### TASK STATEMENT
Could you rewrite the entries below as a JSON list of strings, one string per line with blank lines skipped? Leave out the picture lines.

Annotation data for object locations:
====

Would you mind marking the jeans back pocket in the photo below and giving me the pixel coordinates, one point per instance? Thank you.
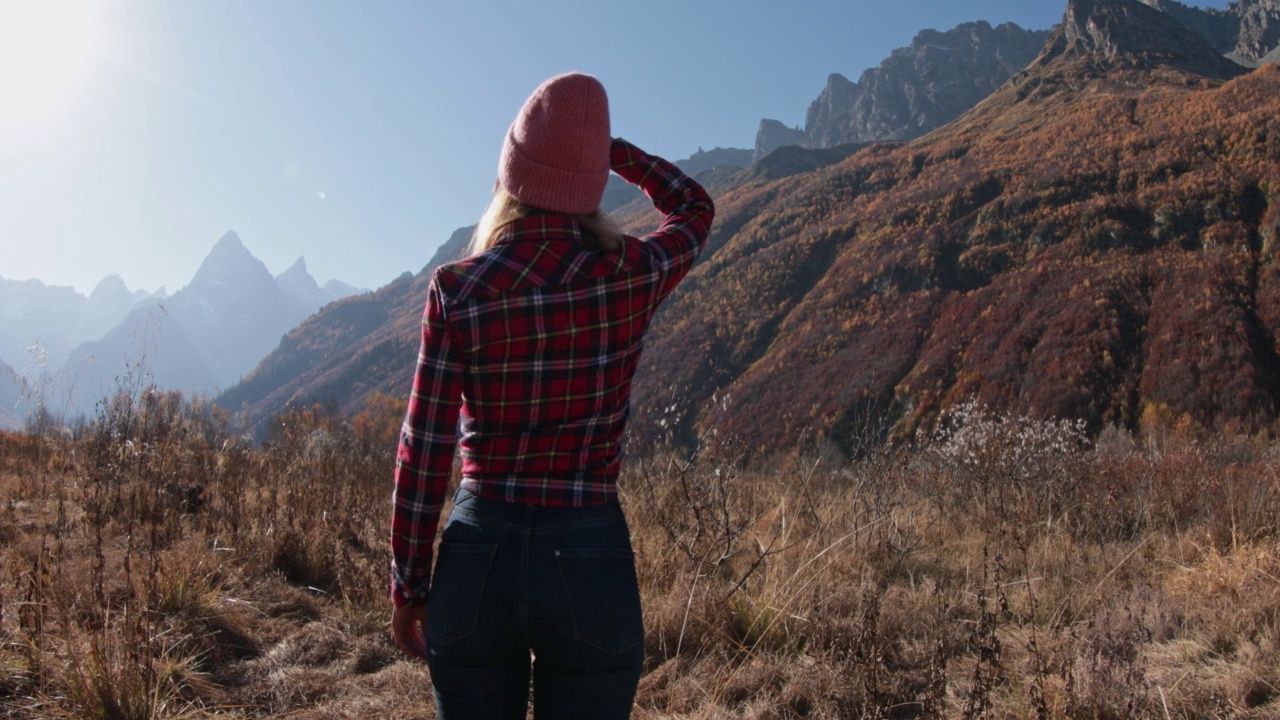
(603, 597)
(457, 589)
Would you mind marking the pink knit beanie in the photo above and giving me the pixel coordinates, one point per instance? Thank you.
(557, 151)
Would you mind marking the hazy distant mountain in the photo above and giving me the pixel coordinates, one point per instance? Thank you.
(58, 318)
(305, 295)
(209, 333)
(1095, 240)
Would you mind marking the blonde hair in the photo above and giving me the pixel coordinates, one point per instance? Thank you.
(599, 232)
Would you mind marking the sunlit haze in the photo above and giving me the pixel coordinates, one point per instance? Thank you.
(360, 135)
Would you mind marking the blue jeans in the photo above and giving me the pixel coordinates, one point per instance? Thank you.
(554, 582)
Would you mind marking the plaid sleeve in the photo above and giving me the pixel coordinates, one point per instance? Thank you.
(689, 210)
(425, 456)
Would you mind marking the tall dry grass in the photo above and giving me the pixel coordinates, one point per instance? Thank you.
(156, 565)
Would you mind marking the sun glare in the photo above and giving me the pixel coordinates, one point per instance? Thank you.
(45, 46)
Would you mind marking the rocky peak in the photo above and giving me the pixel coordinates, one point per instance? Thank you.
(773, 135)
(1258, 39)
(915, 90)
(229, 261)
(1132, 33)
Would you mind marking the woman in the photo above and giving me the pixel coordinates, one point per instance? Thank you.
(533, 341)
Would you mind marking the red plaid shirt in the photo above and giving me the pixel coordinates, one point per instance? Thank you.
(534, 345)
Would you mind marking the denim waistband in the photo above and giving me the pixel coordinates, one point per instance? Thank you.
(535, 516)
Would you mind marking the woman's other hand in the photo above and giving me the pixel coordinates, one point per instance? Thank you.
(408, 628)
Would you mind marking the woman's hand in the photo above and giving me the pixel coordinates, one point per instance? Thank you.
(408, 629)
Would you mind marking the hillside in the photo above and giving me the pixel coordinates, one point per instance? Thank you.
(1095, 240)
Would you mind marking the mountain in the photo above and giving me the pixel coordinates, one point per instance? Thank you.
(914, 91)
(1098, 238)
(58, 318)
(1247, 31)
(305, 295)
(205, 337)
(347, 351)
(618, 192)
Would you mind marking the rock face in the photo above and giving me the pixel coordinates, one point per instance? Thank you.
(773, 135)
(1130, 33)
(1258, 37)
(1246, 31)
(915, 90)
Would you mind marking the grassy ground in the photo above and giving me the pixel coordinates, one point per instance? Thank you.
(155, 566)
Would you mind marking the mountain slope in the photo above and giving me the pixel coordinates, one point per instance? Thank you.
(1092, 241)
(1096, 240)
(915, 90)
(204, 337)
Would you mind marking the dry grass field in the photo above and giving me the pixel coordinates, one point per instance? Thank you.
(156, 566)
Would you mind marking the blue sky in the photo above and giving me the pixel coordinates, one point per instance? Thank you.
(133, 133)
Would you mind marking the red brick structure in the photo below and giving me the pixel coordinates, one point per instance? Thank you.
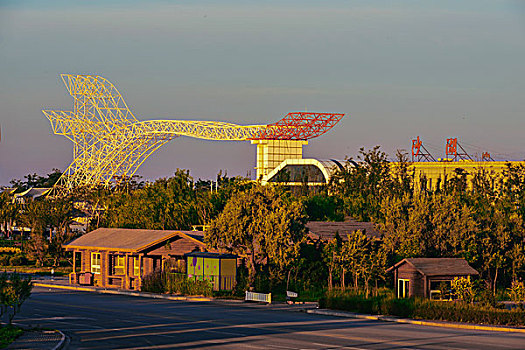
(120, 258)
(420, 277)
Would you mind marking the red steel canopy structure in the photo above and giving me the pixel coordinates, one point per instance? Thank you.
(299, 126)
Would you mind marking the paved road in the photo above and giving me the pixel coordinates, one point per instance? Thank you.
(97, 321)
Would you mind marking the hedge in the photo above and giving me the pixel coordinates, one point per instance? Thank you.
(424, 309)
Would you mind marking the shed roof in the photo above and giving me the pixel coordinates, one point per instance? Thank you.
(131, 240)
(326, 229)
(438, 266)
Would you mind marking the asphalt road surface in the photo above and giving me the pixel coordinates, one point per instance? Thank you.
(98, 321)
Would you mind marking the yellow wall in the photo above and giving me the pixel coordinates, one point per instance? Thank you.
(434, 171)
(228, 267)
(271, 153)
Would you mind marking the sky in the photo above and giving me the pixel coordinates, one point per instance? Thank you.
(398, 69)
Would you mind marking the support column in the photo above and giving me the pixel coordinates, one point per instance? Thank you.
(126, 280)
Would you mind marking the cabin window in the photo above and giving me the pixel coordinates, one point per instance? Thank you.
(119, 267)
(95, 263)
(402, 288)
(136, 266)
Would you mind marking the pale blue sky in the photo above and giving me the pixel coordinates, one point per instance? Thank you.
(399, 69)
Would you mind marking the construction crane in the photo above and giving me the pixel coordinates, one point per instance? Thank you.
(109, 142)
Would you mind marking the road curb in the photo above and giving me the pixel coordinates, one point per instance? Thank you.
(119, 292)
(328, 312)
(62, 342)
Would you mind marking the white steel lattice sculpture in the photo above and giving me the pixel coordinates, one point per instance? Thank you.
(110, 143)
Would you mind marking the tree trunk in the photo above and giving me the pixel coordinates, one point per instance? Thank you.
(330, 278)
(288, 280)
(251, 276)
(495, 280)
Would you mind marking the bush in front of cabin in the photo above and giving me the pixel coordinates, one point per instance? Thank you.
(175, 283)
(423, 309)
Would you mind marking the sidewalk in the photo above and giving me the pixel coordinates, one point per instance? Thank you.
(36, 340)
(443, 324)
(63, 283)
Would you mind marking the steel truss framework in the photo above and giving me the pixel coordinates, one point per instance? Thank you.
(110, 143)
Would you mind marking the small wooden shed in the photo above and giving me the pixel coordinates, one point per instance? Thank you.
(422, 277)
(120, 258)
(219, 269)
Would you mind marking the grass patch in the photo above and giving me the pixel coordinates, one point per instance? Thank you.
(8, 334)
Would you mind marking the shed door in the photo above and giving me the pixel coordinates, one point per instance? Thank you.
(403, 288)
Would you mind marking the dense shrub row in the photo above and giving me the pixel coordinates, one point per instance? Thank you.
(423, 309)
(165, 282)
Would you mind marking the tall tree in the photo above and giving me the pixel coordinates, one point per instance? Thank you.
(261, 225)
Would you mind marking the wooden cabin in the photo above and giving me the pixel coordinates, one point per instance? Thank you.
(120, 258)
(425, 277)
(219, 269)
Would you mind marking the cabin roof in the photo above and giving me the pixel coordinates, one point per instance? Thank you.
(130, 240)
(438, 266)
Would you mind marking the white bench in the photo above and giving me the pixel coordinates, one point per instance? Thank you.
(262, 297)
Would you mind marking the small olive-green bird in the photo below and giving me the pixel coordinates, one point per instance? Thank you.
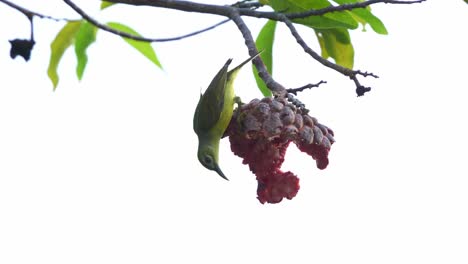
(213, 114)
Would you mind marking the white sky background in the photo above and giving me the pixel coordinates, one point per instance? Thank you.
(105, 170)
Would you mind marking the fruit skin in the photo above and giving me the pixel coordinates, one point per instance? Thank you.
(261, 131)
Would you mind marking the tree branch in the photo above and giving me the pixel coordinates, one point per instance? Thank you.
(225, 10)
(275, 87)
(104, 27)
(30, 13)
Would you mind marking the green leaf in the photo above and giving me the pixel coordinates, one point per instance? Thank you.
(85, 36)
(365, 16)
(59, 45)
(264, 43)
(144, 48)
(329, 20)
(336, 43)
(105, 4)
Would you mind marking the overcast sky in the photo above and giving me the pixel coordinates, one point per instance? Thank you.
(105, 170)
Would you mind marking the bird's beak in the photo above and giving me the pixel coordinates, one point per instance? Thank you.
(218, 170)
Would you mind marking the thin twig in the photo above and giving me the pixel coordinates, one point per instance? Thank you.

====

### RESPONSE FOR THIS EXERCISE
[
  "Would you mind marking the jeans back pocket in the photo below and giving me the pixel coordinates, one point per instance? Thank you.",
  "(603, 597)",
  "(457, 589)",
  "Would you mind marking the pink knit beanie in the photo above and giving me the pixel coordinates, one point per instance? Thank you.",
  "(557, 151)",
  "Would you mind marking the hazy distant mountain in the photo above and giving me the pixel coordinates, one point per instance? Thank you.",
  "(58, 318)",
  "(305, 295)",
  "(209, 333)",
  "(1095, 240)",
  "Would you mind marking the blonde hair in the photo above and giving me the pixel coordinates, one point per instance? Thank you.",
  "(599, 232)",
  "Would you mind marking the sunlit haze in the photo above and giving me the pixel coordinates, one point per instance? Thank you.",
  "(360, 135)",
  "Would you mind marking the blue jeans in the photo above and giving me the pixel coordinates, one point per instance? Thank you.",
  "(554, 582)",
  "Would you mind marking the plaid sleeve in the photo above and giving me the pixel coordinates, one point per instance? Thank you.",
  "(689, 210)",
  "(425, 456)",
  "Would you mind marking the tall dry grass in the photo above and giving me the pixel coordinates, one point per instance? Thank you.",
  "(156, 565)",
  "Would you mind marking the sun glare in the photo above and giving me the pixel coordinates, one point per instance? Thank you.",
  "(45, 46)",
  "Would you mind marking the rocky peak in the photo above and giving me the pixel coordinates, one point per instance? Thank you.",
  "(773, 135)",
  "(1258, 39)",
  "(915, 90)",
  "(229, 261)",
  "(1132, 33)",
  "Would you mind marking the woman in the photo above and giving me the pixel coordinates, one point per instance? Thank you.",
  "(533, 341)",
  "Would you mind marking the red plaid shirt in the photo above and giving me the pixel coordinates, one point per instance? Thank you.",
  "(534, 345)",
  "Would you mind marking the denim waistband in the photo above and giving me the pixel coordinates, one point per instance? Thank you.",
  "(535, 516)",
  "Would you mind marking the woman's other hand in the photo above and giving me the pixel coordinates, one point per instance? Thank you.",
  "(408, 628)",
  "Would you mind marking the woman's hand in the photo above and giving me the pixel coordinates, one point per instance? Thank you.",
  "(408, 629)",
  "Would you mind marking the hillside in the photo above and giving me the pixel coordinates, one point per instance? Thank you.",
  "(1095, 240)",
  "Would you mind marking the mountain in the photo above and giving me the pixel coordinates, one point per instance? Thank you.",
  "(914, 91)",
  "(1098, 238)",
  "(58, 318)",
  "(1247, 31)",
  "(305, 295)",
  "(205, 337)",
  "(347, 351)",
  "(618, 192)",
  "Would you mind marking the rock face in the photo above and giving me the pixel coordinates, one point per instance? Thank you.",
  "(773, 135)",
  "(1130, 33)",
  "(1258, 37)",
  "(1246, 31)",
  "(915, 90)",
  "Would you mind marking the grassy ground in the photo above and giving me the pixel coordinates, one point per instance? Thank you.",
  "(155, 566)",
  "Would you mind marking the mountain slope in the photo above and giving me the pixel coordinates, one point per instance? Thank you.",
  "(1092, 241)",
  "(1096, 240)",
  "(915, 90)",
  "(204, 337)",
  "Would you mind marking the dry grass field in the photo above and giving me the pixel coordinates, one point per instance? Thank you.",
  "(156, 566)",
  "Would you mind marking the blue sky in the photo above and giving me the pixel coordinates, one point per instance? Thank you.",
  "(133, 133)",
  "Would you mind marking the red brick structure in the photo below and giving me the pixel coordinates, one point per instance? Thank you.",
  "(120, 258)",
  "(420, 277)",
  "Would you mind marking the red steel canopy structure in the photo above and giving me the pixel coordinates, one point per instance? Thank you.",
  "(299, 126)",
  "Would you mind marking the paved road in the photo above and giving me the pixel coordinates, one point per instance? Thank you.",
  "(97, 321)",
  "Would you mind marking the hedge in the photo above and giving me the pixel coordinates, one point per instance? Thank you.",
  "(424, 309)",
  "Would you mind marking the shed roof in the photo above and giving me the pixel coordinates, one point per instance? Thank you.",
  "(131, 240)",
  "(326, 229)",
  "(438, 266)",
  "Would you mind marking the asphalt road surface in the photo above and giving me the pixel coordinates, one point per instance? Thank you.",
  "(98, 321)",
  "Would you mind marking the yellow wall in the photo above and giving me the pixel coordinates, one point per instance? Thank you.",
  "(434, 171)",
  "(228, 267)",
  "(271, 153)",
  "Would you mind marking the sky in the photo above and giving me the pixel coordinates, one point per instance? Thank you.",
  "(398, 69)",
  "Would you mind marking the support column in the photo above and giving me the pixel coordinates, one point per instance? Thank you.",
  "(126, 280)",
  "Would you mind marking the cabin window in the photo above and giving me the pixel coordinates, one point per instance? Thank you.",
  "(119, 267)",
  "(95, 263)",
  "(402, 288)",
  "(136, 266)",
  "Would you mind marking the pale blue sky in the photo above and giving me the pixel coordinates, one point per instance? Thank you.",
  "(399, 69)",
  "Would you mind marking the construction crane in the photo above and giving me the pixel coordinates, one point per instance? Thank you.",
  "(109, 142)",
  "Would you mind marking the road curb in the photo above and giving me the pixel coordinates, one point per instance? Thank you.",
  "(119, 292)",
  "(328, 312)",
  "(62, 342)",
  "Would you mind marking the white steel lattice sculpture in the photo above and giving me the pixel coordinates, one point per instance? Thank you.",
  "(110, 143)",
  "Would you mind marking the tree trunk in the photo above and giving me the pixel coordinates, one point per instance? Thank you.",
  "(330, 278)",
  "(288, 280)",
  "(251, 276)",
  "(495, 280)",
  "Would you mind marking the bush in front of cabin in the photo above and giving me the pixel coordinates, one point per instance? Thank you.",
  "(175, 283)",
  "(423, 309)",
  "Would you mind marking the sidewalk in the photo above and giving me the pixel coordinates, one point per instance? Thank you.",
  "(36, 340)",
  "(443, 324)",
  "(63, 283)",
  "Would you mind marking the steel truss framework in the photo above and giving me the pixel coordinates, one point per instance? Thank you.",
  "(110, 143)",
  "Would you mind marking the small wooden shed in the photo above and giving me the pixel coordinates, one point per instance? Thank you.",
  "(422, 277)",
  "(120, 258)",
  "(219, 269)",
  "Would you mind marking the grass patch in the photo above and giving me the pixel coordinates, one point per instance? Thank you.",
  "(8, 334)",
  "Would you mind marking the shed door in the photo above and giving me the pixel coordinates, one point per instance? Thank you.",
  "(403, 288)",
  "Would you mind marking the dense shrub row in the photo above and giving me the pixel coordinates, one point per instance? Thank you.",
  "(423, 309)",
  "(165, 282)",
  "Would you mind marking the tall tree in the photo above and giving me the pixel coordinates, one point per instance? Thank you.",
  "(261, 225)",
  "Would you mind marking the wooden cabin in the photo above and giving me the pixel coordinates, one point per instance? Thank you.",
  "(120, 258)",
  "(425, 277)",
  "(219, 269)",
  "Would you mind marking the cabin roof in the photo above and giving me the pixel coordinates, one point per instance? Thank you.",
  "(130, 240)",
  "(438, 266)",
  "Would you mind marking the white bench in the photo above and giving me the pixel coordinates, one point per instance? Thank you.",
  "(262, 297)",
  "Would you mind marking the small olive-green bird in the photo below and giving me the pixel coordinates, one point per instance? Thank you.",
  "(213, 114)",
  "Would you mind marking the white sky background in the photo above and giving me the pixel coordinates, one point per instance? Thank you.",
  "(105, 170)",
  "Would you mind marking the fruit skin in the photo above and giving me the pixel coordinates, one point per instance? Thank you.",
  "(261, 131)",
  "Would you mind marking the tree branch in the photo above and giving me the pixel coordinates, one point per instance? Thank you.",
  "(225, 10)",
  "(275, 87)",
  "(104, 27)",
  "(30, 13)",
  "Would you mind marking the green leaf in the photo above and giving me the pixel coordinates, one point per instance? Thank you.",
  "(85, 36)",
  "(365, 16)",
  "(59, 45)",
  "(264, 43)",
  "(144, 48)",
  "(329, 20)",
  "(336, 43)",
  "(105, 4)",
  "Would you mind marking the overcast sky in the photo above and giving me the pixel coordinates, one point per instance? Thank you.",
  "(105, 170)",
  "Would you mind marking the bird's beak in the photo above and giving me the pixel coordinates, one point per instance? Thank you.",
  "(218, 170)",
  "Would you mind marking the thin twig in the photo above and giving me the pixel coordinates, one point per instance? Thank you."
]